Short task ::
Please report how many lines of the listing below contain the string "leaf", treating uppercase and lowercase as different. Give only the number.
-------- Task material
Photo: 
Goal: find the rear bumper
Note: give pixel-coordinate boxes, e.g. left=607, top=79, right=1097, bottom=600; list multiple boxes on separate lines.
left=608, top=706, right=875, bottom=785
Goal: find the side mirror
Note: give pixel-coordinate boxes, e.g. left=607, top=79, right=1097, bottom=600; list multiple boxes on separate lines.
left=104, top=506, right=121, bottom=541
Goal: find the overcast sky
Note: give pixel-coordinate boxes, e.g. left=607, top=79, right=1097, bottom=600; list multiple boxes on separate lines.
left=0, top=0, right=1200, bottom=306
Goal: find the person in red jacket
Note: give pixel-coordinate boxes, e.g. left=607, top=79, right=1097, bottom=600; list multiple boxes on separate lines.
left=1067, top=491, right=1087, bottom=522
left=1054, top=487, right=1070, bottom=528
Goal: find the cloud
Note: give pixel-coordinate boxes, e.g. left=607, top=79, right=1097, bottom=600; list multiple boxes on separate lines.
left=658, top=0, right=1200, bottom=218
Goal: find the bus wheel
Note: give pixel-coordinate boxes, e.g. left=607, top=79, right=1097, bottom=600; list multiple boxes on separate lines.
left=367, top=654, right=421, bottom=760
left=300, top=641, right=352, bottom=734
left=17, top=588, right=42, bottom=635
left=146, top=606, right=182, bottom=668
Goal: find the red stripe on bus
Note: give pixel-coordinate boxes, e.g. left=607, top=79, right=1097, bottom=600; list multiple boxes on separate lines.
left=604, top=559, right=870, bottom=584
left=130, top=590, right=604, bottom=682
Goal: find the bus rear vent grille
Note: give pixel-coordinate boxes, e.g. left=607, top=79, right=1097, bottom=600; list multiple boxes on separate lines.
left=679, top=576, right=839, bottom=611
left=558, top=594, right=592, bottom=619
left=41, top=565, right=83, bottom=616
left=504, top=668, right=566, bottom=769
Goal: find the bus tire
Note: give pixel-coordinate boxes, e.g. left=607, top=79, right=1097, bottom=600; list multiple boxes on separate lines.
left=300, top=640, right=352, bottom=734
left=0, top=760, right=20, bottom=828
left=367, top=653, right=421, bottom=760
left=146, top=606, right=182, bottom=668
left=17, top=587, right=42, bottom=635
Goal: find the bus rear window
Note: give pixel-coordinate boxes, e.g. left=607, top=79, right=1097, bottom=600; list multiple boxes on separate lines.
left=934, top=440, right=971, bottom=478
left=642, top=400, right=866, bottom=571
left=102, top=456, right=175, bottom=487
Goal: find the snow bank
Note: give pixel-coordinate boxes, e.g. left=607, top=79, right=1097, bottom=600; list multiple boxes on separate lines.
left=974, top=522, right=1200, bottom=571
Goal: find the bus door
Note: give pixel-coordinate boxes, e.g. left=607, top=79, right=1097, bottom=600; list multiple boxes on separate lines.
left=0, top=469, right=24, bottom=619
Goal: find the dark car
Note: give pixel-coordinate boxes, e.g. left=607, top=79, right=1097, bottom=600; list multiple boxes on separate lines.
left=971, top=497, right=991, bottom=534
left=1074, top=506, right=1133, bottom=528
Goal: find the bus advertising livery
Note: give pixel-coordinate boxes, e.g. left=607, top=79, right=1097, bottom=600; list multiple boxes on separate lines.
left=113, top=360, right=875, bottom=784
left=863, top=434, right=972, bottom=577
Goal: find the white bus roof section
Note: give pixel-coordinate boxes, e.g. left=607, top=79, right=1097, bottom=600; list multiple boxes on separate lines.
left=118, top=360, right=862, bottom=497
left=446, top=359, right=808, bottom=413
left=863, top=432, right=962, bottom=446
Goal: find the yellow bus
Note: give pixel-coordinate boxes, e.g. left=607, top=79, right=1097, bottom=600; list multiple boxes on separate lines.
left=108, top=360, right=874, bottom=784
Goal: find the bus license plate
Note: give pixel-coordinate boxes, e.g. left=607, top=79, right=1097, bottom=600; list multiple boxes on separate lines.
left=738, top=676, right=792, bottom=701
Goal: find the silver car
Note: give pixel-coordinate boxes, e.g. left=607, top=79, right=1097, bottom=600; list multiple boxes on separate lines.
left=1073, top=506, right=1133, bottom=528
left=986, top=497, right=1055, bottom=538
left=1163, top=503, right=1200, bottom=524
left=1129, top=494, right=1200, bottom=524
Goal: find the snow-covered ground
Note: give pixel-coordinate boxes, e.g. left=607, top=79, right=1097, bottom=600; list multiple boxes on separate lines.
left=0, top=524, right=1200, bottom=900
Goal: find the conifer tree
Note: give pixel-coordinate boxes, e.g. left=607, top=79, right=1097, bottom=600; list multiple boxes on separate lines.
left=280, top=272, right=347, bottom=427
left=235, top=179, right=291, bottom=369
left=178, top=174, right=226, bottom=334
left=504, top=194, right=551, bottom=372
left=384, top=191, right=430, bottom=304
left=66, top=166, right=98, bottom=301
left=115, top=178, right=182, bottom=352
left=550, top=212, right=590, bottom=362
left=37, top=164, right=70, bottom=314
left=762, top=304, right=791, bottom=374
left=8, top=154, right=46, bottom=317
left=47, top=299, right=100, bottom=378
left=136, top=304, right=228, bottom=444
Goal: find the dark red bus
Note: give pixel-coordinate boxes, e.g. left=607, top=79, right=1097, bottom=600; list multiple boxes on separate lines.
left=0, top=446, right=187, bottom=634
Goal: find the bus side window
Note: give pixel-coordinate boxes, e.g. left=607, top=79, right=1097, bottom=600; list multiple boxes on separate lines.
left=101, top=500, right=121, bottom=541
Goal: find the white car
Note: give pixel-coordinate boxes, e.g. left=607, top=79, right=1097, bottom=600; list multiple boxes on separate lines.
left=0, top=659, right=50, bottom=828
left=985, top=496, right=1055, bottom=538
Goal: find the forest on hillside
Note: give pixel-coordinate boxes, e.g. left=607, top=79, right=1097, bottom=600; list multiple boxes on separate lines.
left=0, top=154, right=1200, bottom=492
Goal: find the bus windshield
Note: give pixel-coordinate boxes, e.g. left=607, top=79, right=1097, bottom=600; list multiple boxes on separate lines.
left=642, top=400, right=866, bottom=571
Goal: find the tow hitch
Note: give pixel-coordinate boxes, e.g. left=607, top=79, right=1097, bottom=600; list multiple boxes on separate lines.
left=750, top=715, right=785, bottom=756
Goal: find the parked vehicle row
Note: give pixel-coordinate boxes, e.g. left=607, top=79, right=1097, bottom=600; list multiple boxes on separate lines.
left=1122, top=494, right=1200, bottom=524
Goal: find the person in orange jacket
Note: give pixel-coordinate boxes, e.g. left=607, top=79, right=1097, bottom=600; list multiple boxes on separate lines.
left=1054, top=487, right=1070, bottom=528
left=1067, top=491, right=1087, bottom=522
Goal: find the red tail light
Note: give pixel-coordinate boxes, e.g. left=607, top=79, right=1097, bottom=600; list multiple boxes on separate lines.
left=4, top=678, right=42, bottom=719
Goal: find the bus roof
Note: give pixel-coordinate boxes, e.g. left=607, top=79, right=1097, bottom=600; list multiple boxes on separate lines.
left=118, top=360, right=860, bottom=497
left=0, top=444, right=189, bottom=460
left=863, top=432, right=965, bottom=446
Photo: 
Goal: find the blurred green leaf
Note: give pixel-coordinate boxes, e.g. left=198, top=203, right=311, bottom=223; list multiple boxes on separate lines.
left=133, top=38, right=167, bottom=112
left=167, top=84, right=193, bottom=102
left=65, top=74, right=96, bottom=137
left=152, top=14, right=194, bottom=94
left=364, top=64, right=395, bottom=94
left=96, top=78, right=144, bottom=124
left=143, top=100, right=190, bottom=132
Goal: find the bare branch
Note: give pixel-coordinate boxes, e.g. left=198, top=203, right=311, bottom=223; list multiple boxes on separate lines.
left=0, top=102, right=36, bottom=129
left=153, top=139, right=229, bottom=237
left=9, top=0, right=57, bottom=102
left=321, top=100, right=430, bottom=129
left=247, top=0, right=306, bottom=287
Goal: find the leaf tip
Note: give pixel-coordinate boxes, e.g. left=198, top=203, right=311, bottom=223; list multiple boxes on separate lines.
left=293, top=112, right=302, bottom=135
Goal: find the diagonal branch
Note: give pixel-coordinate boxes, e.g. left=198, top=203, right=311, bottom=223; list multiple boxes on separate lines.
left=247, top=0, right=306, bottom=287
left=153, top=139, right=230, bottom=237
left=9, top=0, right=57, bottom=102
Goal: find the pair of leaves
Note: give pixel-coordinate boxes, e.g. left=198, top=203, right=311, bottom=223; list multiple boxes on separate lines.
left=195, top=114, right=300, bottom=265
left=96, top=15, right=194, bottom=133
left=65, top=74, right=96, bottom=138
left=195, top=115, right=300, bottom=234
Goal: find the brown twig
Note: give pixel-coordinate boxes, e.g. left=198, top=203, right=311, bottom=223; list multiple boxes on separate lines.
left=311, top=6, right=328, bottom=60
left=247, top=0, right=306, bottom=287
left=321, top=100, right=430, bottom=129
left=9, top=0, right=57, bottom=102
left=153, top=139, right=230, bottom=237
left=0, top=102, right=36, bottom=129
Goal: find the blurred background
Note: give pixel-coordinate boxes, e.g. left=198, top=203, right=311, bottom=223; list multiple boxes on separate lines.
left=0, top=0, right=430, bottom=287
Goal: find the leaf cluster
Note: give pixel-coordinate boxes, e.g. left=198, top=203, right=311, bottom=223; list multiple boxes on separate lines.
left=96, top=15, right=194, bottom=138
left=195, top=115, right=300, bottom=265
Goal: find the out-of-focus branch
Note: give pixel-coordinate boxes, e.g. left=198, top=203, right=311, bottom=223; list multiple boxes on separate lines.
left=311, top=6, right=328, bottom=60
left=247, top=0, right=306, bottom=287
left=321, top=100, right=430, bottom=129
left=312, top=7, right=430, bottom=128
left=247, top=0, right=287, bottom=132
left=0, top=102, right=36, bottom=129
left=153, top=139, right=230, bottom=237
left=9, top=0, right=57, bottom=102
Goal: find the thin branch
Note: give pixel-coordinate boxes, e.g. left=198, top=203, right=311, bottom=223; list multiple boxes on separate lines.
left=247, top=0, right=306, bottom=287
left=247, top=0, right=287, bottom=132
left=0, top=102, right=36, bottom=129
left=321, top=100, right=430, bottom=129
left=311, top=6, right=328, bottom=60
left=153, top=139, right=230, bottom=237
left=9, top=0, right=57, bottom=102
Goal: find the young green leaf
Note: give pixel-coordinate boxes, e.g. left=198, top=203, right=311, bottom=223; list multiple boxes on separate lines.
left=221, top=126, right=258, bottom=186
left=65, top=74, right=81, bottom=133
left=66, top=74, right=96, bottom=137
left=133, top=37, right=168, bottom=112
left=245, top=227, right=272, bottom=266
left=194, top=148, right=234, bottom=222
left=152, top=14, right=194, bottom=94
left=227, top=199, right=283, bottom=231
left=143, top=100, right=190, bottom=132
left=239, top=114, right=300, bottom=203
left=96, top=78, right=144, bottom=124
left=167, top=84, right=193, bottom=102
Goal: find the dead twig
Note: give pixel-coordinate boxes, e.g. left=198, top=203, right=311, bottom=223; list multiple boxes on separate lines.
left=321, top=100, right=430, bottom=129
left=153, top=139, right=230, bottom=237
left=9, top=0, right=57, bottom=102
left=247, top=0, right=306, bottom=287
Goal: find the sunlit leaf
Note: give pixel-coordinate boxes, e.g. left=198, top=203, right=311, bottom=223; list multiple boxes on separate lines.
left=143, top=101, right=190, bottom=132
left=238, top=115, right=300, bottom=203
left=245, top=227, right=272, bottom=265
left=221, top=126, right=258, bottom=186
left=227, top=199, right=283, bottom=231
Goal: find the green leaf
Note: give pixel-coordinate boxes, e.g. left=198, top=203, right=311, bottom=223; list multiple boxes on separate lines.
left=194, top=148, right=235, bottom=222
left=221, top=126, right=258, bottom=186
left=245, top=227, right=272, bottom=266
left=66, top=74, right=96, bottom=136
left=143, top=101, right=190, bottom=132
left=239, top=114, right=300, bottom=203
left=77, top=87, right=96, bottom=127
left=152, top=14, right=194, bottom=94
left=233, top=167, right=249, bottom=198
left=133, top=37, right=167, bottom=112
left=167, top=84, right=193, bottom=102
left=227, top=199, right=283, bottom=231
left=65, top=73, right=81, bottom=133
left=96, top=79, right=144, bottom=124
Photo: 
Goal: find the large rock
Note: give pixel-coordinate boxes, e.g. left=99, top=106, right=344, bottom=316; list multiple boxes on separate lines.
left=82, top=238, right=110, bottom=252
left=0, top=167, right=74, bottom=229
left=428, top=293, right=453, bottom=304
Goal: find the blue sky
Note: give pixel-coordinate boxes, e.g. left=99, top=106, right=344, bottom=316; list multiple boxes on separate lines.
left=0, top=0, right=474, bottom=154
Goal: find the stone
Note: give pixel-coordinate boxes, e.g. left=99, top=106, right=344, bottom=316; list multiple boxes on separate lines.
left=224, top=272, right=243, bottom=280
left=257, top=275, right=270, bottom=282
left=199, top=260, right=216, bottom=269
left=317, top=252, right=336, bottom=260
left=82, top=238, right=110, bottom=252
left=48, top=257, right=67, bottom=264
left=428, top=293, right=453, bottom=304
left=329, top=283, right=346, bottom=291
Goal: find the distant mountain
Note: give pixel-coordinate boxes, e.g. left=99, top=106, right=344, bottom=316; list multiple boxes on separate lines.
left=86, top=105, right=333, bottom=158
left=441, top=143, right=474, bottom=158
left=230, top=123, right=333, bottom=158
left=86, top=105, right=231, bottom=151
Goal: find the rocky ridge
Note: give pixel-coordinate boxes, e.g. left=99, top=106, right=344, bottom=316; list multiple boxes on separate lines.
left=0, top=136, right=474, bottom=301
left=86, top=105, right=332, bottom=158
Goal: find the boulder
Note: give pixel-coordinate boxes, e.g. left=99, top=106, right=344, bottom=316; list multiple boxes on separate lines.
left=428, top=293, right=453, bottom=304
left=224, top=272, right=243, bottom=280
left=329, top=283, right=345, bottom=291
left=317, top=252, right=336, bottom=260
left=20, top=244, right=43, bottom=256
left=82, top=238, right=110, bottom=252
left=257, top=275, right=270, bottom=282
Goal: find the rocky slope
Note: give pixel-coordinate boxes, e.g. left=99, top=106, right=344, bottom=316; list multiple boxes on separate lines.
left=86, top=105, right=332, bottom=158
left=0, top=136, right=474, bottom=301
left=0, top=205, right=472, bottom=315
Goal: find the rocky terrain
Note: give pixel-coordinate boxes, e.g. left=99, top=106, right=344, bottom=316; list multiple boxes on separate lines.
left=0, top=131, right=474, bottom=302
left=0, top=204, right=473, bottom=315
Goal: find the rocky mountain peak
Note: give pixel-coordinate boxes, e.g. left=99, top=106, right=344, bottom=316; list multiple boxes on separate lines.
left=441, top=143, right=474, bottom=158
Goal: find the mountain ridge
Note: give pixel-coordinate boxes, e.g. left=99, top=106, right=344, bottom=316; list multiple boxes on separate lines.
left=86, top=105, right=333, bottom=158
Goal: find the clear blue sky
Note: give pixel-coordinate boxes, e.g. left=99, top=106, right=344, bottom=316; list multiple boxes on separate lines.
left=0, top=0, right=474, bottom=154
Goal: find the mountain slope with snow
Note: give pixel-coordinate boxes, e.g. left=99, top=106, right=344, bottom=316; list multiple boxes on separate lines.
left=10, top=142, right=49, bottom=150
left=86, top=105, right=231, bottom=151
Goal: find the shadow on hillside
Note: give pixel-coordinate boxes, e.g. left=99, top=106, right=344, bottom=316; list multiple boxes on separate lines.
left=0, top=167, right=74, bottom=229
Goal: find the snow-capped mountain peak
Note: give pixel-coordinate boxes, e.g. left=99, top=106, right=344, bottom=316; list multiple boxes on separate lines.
----------------
The result ::
6